**Passage provided:**
※ ※ ※
Question

How do you factor completely $5-25x-30{{x}^{2}}$?

Answer 1

Hint: Now to factor the given expression we will use splitting the middle term method. To use this method we will split the middle terms such that the terms on multiplication will give the product of first term and last term. Now we will simplify the expression by taking -30x common from the first two terms and 5 common from last two terms. Hence on further simplification we get the factors of the given expression.

Complete step by step solution:
Now the given expression is a quadratic expression in x.
Now rearranging the terms of the given expression we get, $-30{{x}^{2}}-25x+5$
Now to factor the given expression we will use splitting the middle term method.
Now to use this method we will split the middle terms such that the multiplication of the two terms gives us the product of the first term and last term.
Now here the middle term is $-25x$ , the first term is $-30{{x}^{2}}$ and the last term is 5.
Now let us write $-25x$ as $-30x+5x$ in the expression.
Hence we get the given expression as,
$\Rightarrow -30{{x}^{2}}-30x+5x+5$
Now taking -30x common from the first two terms and 5 common from the last two terms we get,
$\Rightarrow -30x\left( x+1 \right)+5\left( x+1 \right)$
Now again taking $\left( x+1 \right)$ common from the whole expression we get,
$\Rightarrow \left( x+1 \right)\left( -30x+5 \right)$
Hence we get the factors of the expression are $\left( -30x+5 \right)$ and $\left( x+1 \right)$ .
Hence the given expression can be factored as $\left( -30x+5 \right)\left( x+1 \right)=5-25x-30{{x}^{2}}$ .

Note: Now note that the given expression is a quadratic expression. Now we can also skip this method and find the roots of the given expression. We can find the roots using complete square method. To use this method we will first divide the whole polynomial with a and then add the term ${{\left( \dfrac{b}{2a} \right)}^{2}}$ . Now we will simplify the expression using the formula $\left( a\pm b \right)={{a}^{2}}+{{b}^{2}}\pm 2ab$
Now we will separate the complete square and take the root to simplify the expression. Hence we get the roots of quadratic expression. Now note that if we get the roots as $\alpha $ and $\beta $ then the factors of the expression are $x-\alpha $ and $x-\beta $ .
※ ※ ※
Object detection data
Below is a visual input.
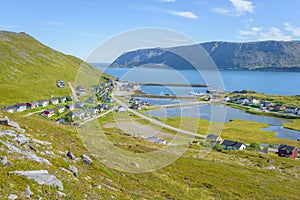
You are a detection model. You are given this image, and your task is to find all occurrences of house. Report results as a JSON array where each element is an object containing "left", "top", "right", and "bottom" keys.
[
  {"left": 147, "top": 137, "right": 167, "bottom": 144},
  {"left": 75, "top": 101, "right": 84, "bottom": 108},
  {"left": 66, "top": 104, "right": 75, "bottom": 110},
  {"left": 56, "top": 118, "right": 65, "bottom": 125},
  {"left": 221, "top": 140, "right": 246, "bottom": 150},
  {"left": 76, "top": 85, "right": 84, "bottom": 91},
  {"left": 277, "top": 144, "right": 299, "bottom": 159},
  {"left": 26, "top": 101, "right": 39, "bottom": 108},
  {"left": 206, "top": 133, "right": 223, "bottom": 143},
  {"left": 66, "top": 95, "right": 73, "bottom": 101},
  {"left": 50, "top": 97, "right": 59, "bottom": 105},
  {"left": 66, "top": 112, "right": 75, "bottom": 121},
  {"left": 285, "top": 106, "right": 299, "bottom": 115},
  {"left": 74, "top": 111, "right": 85, "bottom": 119},
  {"left": 3, "top": 106, "right": 14, "bottom": 113},
  {"left": 13, "top": 103, "right": 26, "bottom": 112},
  {"left": 117, "top": 106, "right": 127, "bottom": 112},
  {"left": 86, "top": 97, "right": 96, "bottom": 103},
  {"left": 79, "top": 90, "right": 87, "bottom": 96},
  {"left": 96, "top": 104, "right": 104, "bottom": 112},
  {"left": 272, "top": 104, "right": 285, "bottom": 111},
  {"left": 59, "top": 96, "right": 67, "bottom": 103},
  {"left": 237, "top": 98, "right": 250, "bottom": 104},
  {"left": 41, "top": 108, "right": 54, "bottom": 117},
  {"left": 224, "top": 96, "right": 230, "bottom": 101},
  {"left": 39, "top": 100, "right": 49, "bottom": 107},
  {"left": 91, "top": 107, "right": 99, "bottom": 114},
  {"left": 131, "top": 104, "right": 142, "bottom": 110},
  {"left": 260, "top": 101, "right": 274, "bottom": 109},
  {"left": 250, "top": 98, "right": 260, "bottom": 105},
  {"left": 56, "top": 106, "right": 65, "bottom": 113}
]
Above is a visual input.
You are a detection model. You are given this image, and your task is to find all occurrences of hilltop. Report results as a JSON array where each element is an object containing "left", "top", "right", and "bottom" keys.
[
  {"left": 110, "top": 41, "right": 300, "bottom": 71},
  {"left": 0, "top": 32, "right": 300, "bottom": 200},
  {"left": 0, "top": 31, "right": 100, "bottom": 106}
]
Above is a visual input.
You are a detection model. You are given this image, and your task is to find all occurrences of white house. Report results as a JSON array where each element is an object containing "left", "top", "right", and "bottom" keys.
[
  {"left": 221, "top": 140, "right": 246, "bottom": 150},
  {"left": 118, "top": 106, "right": 127, "bottom": 112}
]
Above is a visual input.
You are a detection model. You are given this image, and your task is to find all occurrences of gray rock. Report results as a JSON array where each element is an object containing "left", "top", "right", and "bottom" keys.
[
  {"left": 8, "top": 194, "right": 19, "bottom": 200},
  {"left": 15, "top": 134, "right": 29, "bottom": 145},
  {"left": 67, "top": 151, "right": 76, "bottom": 160},
  {"left": 69, "top": 165, "right": 78, "bottom": 177},
  {"left": 267, "top": 165, "right": 276, "bottom": 170},
  {"left": 0, "top": 140, "right": 52, "bottom": 165},
  {"left": 0, "top": 156, "right": 8, "bottom": 165},
  {"left": 81, "top": 154, "right": 93, "bottom": 165},
  {"left": 25, "top": 186, "right": 33, "bottom": 198},
  {"left": 57, "top": 191, "right": 67, "bottom": 197},
  {"left": 31, "top": 139, "right": 52, "bottom": 145},
  {"left": 9, "top": 170, "right": 64, "bottom": 191}
]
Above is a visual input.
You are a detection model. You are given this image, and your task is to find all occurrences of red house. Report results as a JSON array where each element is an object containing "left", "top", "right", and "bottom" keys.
[
  {"left": 26, "top": 101, "right": 39, "bottom": 108},
  {"left": 41, "top": 109, "right": 54, "bottom": 117},
  {"left": 277, "top": 144, "right": 298, "bottom": 159}
]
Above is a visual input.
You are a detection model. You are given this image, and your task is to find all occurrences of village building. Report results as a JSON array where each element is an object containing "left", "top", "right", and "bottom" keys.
[
  {"left": 50, "top": 97, "right": 59, "bottom": 105},
  {"left": 221, "top": 140, "right": 246, "bottom": 150},
  {"left": 13, "top": 103, "right": 27, "bottom": 112},
  {"left": 26, "top": 101, "right": 39, "bottom": 108},
  {"left": 39, "top": 100, "right": 49, "bottom": 107},
  {"left": 277, "top": 144, "right": 299, "bottom": 159},
  {"left": 66, "top": 104, "right": 75, "bottom": 110},
  {"left": 41, "top": 109, "right": 54, "bottom": 117}
]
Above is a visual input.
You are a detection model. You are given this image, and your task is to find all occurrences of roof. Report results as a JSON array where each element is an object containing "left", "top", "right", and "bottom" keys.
[
  {"left": 278, "top": 144, "right": 298, "bottom": 151},
  {"left": 222, "top": 140, "right": 244, "bottom": 149},
  {"left": 206, "top": 134, "right": 219, "bottom": 140}
]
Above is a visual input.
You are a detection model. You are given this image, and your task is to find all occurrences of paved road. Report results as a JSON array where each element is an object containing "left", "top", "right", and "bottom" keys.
[
  {"left": 24, "top": 109, "right": 45, "bottom": 117},
  {"left": 68, "top": 81, "right": 79, "bottom": 102},
  {"left": 149, "top": 101, "right": 208, "bottom": 109},
  {"left": 111, "top": 94, "right": 205, "bottom": 138},
  {"left": 79, "top": 107, "right": 117, "bottom": 126}
]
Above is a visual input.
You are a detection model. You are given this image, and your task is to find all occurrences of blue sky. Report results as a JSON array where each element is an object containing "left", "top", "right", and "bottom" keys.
[{"left": 0, "top": 0, "right": 300, "bottom": 58}]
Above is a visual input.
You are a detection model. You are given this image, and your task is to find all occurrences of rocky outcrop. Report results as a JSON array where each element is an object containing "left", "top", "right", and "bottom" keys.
[{"left": 10, "top": 170, "right": 64, "bottom": 191}]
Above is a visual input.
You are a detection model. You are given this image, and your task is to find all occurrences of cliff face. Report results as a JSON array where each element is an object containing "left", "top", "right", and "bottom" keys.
[{"left": 111, "top": 41, "right": 300, "bottom": 71}]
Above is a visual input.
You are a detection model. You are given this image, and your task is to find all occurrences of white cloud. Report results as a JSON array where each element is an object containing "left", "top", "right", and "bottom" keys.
[
  {"left": 213, "top": 8, "right": 230, "bottom": 15},
  {"left": 0, "top": 24, "right": 22, "bottom": 28},
  {"left": 229, "top": 0, "right": 254, "bottom": 15},
  {"left": 213, "top": 0, "right": 255, "bottom": 16},
  {"left": 238, "top": 27, "right": 292, "bottom": 41},
  {"left": 283, "top": 22, "right": 300, "bottom": 37},
  {"left": 158, "top": 0, "right": 175, "bottom": 3},
  {"left": 258, "top": 27, "right": 292, "bottom": 41},
  {"left": 169, "top": 11, "right": 198, "bottom": 19}
]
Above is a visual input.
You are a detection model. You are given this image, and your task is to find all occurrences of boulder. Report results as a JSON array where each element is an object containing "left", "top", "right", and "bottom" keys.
[
  {"left": 69, "top": 165, "right": 78, "bottom": 177},
  {"left": 9, "top": 170, "right": 64, "bottom": 191},
  {"left": 0, "top": 156, "right": 8, "bottom": 165},
  {"left": 67, "top": 151, "right": 76, "bottom": 160},
  {"left": 81, "top": 154, "right": 93, "bottom": 165},
  {"left": 25, "top": 186, "right": 33, "bottom": 198},
  {"left": 8, "top": 194, "right": 19, "bottom": 200}
]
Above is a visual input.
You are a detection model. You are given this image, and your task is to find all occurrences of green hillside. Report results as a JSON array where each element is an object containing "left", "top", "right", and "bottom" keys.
[{"left": 0, "top": 31, "right": 100, "bottom": 106}]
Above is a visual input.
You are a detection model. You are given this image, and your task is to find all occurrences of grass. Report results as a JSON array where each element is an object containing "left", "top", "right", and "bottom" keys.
[
  {"left": 0, "top": 31, "right": 101, "bottom": 107},
  {"left": 228, "top": 92, "right": 300, "bottom": 107},
  {"left": 0, "top": 113, "right": 300, "bottom": 199},
  {"left": 282, "top": 119, "right": 300, "bottom": 131},
  {"left": 162, "top": 117, "right": 299, "bottom": 145}
]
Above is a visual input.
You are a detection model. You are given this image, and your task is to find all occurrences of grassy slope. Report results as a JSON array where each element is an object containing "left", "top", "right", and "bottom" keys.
[
  {"left": 162, "top": 117, "right": 300, "bottom": 145},
  {"left": 0, "top": 31, "right": 100, "bottom": 106},
  {"left": 0, "top": 114, "right": 300, "bottom": 199}
]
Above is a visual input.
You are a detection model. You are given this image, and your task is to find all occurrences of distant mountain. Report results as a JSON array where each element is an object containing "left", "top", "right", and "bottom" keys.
[
  {"left": 110, "top": 41, "right": 300, "bottom": 71},
  {"left": 0, "top": 31, "right": 100, "bottom": 105}
]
※ ※ ※
**Tasks to perform:**
1 – In the worked solution, how is the middle term −25x rewritten before grouping?
2 – Please repeat from the worked solution the words starting with "Now rearranging the" and going on through "in the expression.".
These rows are not needed.

**Per-task outputs:**
1 – As −30x + 5x.

2 –
Now rearranging the terms of the given expression we get, $-30{{x}^{2}}-25x+5$
Now to factor the given expression we will use splitting the middle term method.
Now to use this method we will split the middle terms such that the multiplication of the two terms gives us the product of the first term and last term.
Now here the middle term is $-25x$ , the first term is $-30{{x}^{2}}$ and the last term is 5.
Now let us write $-25x$ as $-30x+5x$ in the expression.